Assigned task.
Repeat verbatim the lines of the data below, beginning with the line containing "Target: person in orange robe" and continuing to the end.

═════ Records supplied

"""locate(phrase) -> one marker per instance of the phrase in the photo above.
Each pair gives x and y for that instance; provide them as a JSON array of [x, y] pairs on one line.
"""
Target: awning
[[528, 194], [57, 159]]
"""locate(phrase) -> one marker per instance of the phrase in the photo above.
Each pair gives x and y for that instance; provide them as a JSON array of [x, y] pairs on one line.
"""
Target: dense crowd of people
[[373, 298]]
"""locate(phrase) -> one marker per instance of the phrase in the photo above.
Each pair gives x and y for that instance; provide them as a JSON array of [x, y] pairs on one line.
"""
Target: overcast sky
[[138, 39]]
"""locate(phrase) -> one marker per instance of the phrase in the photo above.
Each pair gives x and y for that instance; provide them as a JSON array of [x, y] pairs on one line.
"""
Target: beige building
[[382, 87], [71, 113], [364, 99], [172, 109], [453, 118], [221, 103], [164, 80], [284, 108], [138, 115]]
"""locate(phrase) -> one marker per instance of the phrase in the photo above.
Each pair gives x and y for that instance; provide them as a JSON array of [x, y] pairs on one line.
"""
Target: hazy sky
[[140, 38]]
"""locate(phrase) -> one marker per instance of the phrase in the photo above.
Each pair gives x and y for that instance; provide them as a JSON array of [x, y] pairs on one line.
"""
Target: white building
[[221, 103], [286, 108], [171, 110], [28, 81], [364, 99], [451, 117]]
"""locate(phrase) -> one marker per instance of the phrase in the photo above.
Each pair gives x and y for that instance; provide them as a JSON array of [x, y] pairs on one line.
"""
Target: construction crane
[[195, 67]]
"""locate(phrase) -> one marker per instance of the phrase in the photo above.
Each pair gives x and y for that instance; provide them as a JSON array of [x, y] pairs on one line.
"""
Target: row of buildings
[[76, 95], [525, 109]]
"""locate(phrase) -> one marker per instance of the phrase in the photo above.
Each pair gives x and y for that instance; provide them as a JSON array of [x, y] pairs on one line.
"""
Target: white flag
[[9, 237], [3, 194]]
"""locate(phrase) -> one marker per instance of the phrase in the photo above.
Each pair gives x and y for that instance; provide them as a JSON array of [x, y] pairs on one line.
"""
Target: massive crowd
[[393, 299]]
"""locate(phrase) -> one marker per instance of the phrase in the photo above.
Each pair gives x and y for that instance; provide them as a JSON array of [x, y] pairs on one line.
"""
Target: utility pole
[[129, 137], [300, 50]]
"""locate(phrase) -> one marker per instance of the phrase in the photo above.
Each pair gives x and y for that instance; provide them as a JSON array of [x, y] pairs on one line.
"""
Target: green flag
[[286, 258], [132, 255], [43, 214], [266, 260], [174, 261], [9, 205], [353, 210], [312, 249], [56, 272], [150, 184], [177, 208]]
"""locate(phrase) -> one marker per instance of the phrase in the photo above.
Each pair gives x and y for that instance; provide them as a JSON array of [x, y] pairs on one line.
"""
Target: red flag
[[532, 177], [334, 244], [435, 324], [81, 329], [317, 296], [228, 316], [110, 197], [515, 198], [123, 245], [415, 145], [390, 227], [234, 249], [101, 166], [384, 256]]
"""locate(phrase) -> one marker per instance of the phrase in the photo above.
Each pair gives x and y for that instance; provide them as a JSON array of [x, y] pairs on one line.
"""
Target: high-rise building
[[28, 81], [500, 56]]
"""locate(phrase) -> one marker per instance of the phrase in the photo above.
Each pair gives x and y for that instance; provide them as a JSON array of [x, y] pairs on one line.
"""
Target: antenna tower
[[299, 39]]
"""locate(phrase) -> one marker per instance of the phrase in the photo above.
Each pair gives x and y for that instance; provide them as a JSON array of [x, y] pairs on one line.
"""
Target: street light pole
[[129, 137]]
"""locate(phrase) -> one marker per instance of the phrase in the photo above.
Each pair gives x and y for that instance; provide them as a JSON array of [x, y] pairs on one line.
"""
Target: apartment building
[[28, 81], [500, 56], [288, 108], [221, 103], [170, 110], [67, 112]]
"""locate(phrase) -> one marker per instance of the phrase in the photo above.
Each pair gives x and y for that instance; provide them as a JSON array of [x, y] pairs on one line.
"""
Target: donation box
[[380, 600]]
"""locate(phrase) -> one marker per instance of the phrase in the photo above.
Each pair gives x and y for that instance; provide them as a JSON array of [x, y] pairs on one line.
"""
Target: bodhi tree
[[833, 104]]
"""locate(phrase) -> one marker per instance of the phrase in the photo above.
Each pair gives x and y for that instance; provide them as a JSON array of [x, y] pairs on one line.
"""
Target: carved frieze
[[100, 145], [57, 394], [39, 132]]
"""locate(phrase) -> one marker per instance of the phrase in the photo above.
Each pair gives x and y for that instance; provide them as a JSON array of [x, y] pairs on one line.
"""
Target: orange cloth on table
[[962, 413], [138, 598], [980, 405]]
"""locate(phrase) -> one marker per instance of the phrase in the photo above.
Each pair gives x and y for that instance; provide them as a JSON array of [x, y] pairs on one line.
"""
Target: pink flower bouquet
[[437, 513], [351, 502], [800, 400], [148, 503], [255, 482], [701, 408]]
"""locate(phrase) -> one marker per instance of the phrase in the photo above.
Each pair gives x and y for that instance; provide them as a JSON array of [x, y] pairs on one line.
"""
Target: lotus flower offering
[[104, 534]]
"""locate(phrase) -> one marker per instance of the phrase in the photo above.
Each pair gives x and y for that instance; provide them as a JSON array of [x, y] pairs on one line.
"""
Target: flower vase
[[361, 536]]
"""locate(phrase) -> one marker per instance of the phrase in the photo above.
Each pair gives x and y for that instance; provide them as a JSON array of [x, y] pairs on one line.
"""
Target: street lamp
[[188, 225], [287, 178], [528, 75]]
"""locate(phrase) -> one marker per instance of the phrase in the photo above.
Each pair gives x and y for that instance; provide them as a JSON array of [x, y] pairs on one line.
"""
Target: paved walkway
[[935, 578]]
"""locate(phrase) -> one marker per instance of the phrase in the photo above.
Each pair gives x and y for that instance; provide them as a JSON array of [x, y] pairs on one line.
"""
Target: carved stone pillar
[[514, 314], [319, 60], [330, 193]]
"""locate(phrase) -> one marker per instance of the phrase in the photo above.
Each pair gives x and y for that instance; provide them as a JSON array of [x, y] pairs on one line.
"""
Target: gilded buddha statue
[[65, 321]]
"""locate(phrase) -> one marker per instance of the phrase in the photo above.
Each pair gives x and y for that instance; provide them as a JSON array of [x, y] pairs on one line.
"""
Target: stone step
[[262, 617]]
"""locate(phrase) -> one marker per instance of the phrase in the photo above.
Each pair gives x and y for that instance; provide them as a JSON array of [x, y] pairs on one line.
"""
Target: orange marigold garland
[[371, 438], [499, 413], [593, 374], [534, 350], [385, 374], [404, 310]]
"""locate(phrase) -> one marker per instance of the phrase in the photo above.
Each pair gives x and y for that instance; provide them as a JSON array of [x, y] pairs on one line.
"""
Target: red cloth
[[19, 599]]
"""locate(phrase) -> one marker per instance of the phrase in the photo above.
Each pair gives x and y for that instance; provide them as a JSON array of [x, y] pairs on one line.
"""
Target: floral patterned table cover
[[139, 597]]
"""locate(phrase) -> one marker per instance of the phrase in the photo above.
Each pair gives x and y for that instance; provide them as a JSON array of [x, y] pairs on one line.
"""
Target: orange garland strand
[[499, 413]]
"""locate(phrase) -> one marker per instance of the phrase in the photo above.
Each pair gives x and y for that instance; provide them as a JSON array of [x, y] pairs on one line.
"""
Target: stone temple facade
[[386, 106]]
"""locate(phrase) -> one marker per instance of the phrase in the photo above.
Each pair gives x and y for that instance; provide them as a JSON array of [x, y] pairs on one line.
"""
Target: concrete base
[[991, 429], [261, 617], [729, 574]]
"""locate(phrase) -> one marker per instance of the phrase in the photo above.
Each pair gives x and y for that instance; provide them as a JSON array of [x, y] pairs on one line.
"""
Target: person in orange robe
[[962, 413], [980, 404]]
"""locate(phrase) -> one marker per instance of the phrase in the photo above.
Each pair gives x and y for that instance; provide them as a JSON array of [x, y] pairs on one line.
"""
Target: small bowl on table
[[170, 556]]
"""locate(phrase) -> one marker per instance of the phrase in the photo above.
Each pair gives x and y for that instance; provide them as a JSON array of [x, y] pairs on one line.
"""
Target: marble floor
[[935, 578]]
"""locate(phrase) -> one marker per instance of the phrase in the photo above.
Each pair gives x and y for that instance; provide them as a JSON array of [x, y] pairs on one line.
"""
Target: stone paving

══════════

Result for this exercise.
Target: person in orange robe
[[962, 413], [980, 404]]
"""locate(phrase) -> one marker per instance of the phrase in the photo above.
Each pair gives x and y for that instance; provide them as a JSON array of [x, y] pairs on one line.
"""
Target: small bowl on table
[[170, 556]]
"""locate(phrase) -> one marker per instance of the phrase in the photo above.
Each pair gives x and y for that instance; provide them as a JSON array of [x, y] pairs on one line.
"""
Target: marble floor
[[935, 578]]
"""locate(phrase) -> one marker per instance of the phrase in the photo above.
Each pair gives x and y for that instance; provide them as a JSON array of [x, y] pairs on one line.
"""
Target: stone paving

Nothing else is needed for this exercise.